▸ THE REQUEST:
Arrange the lines below as a Markdown table with the columns "Row" and "Line," numbering each row and leaving out any blank lines.

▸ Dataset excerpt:
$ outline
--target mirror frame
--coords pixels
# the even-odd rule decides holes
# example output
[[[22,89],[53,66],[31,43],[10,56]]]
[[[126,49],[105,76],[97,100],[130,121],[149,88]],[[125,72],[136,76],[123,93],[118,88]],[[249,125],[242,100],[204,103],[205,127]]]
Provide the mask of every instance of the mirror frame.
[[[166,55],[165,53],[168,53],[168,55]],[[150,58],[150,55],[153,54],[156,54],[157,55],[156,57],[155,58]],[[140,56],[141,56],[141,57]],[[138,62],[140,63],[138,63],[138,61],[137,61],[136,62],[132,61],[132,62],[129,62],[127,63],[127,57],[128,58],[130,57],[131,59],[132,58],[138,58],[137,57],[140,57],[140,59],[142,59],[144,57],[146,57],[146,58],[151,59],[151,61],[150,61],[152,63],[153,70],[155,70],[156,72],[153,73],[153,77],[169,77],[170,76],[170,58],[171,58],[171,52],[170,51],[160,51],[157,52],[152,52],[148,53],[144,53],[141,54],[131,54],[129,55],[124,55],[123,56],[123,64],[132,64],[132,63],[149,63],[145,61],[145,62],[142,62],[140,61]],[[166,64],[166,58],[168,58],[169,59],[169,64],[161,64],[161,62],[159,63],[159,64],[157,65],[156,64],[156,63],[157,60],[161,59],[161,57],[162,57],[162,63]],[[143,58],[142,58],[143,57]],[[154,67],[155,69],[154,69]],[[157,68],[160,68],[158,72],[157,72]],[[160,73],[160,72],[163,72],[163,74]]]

▸ THE SOLUTION:
| Row | Line |
|---|---|
| 1 | $ outline |
| 2 | --target mirror frame |
| 3 | --coords pixels |
| 4 | # the even-odd rule decides holes |
| 5 | # example output |
| 6 | [[[22,89],[53,66],[31,43],[10,56]]] |
| 7 | [[[126,49],[105,76],[97,100],[130,121],[149,88]],[[125,72],[136,76],[123,93],[118,88]],[[249,125],[242,100],[204,103],[205,127]]] |
| 8 | Provide the mask of every instance of the mirror frame. |
| 9 | [[[166,55],[165,53],[168,53],[168,55]],[[150,58],[150,55],[153,54],[156,54],[157,55],[156,57],[155,58]],[[140,56],[141,56],[141,57]],[[138,62],[140,63],[138,63],[138,61],[137,61],[136,62],[132,61],[132,62],[129,62],[127,63],[127,57],[128,58],[130,57],[131,59],[132,58],[138,58],[137,57],[140,57],[140,59],[142,59],[144,57],[146,57],[146,58],[151,59],[151,61],[150,61],[152,63],[153,70],[155,70],[156,72],[153,73],[153,77],[169,77],[170,76],[170,58],[171,58],[171,52],[170,51],[160,51],[157,52],[152,52],[148,53],[144,53],[141,54],[131,54],[129,55],[124,55],[123,56],[123,64],[132,64],[132,63],[149,63],[145,61],[145,62],[142,62],[140,61]],[[166,64],[166,58],[168,58],[169,59],[169,64],[161,64],[161,62],[159,63],[159,64],[157,65],[156,64],[156,63],[157,60],[161,59],[161,57],[162,57],[162,63]],[[143,58],[142,58],[143,57]],[[154,67],[155,69],[154,69]],[[157,68],[160,68],[158,72],[157,72]],[[160,73],[160,72],[163,72],[163,74]]] |